━━━━━ INFORMATION
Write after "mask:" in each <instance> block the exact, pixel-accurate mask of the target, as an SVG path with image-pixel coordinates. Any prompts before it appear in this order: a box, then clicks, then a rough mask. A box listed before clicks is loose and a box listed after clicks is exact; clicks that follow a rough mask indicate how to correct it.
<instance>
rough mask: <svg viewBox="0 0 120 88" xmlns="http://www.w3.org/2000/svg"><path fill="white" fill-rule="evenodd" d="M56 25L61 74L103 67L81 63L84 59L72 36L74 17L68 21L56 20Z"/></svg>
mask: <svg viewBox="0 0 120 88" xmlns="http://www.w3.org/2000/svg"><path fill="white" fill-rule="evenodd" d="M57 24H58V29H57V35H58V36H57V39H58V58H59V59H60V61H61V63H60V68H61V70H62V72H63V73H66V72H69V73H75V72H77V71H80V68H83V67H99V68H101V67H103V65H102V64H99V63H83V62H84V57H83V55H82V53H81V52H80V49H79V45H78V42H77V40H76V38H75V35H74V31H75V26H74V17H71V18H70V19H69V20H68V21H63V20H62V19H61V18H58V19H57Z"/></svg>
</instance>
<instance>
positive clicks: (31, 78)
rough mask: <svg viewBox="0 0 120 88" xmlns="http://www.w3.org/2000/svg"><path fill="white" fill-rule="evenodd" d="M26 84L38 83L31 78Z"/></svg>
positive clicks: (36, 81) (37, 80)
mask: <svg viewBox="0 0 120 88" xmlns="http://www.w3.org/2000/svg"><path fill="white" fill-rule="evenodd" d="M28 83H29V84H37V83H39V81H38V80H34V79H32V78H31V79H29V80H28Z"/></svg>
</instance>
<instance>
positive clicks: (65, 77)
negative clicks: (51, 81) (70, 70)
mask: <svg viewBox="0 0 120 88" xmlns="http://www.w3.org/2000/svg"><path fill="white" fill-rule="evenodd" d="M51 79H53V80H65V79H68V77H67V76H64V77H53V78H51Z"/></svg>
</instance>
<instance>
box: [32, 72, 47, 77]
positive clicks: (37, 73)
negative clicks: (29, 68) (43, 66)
━━━━━━━━━━
▸ TASK TO COMPLETE:
Please copy the data word for word, beginning at its very first line and stopping after the line that contains "25L61 74L103 67L81".

▸ ANSWER TO THE EXERCISE:
Write after "mask:" in each <instance> block the exact, pixel-accurate mask of the target, as an SVG path with image-pixel coordinates. Any prompts before it appear in this order: a box, then clicks, then a rough mask. A box listed before clicks is loose and a box listed after clicks is exact; clicks that follow a rough mask indicate how to correct it.
<instance>
rough mask: <svg viewBox="0 0 120 88" xmlns="http://www.w3.org/2000/svg"><path fill="white" fill-rule="evenodd" d="M56 25L61 74L103 67L81 63L84 59L72 36L74 17L68 21L56 20Z"/></svg>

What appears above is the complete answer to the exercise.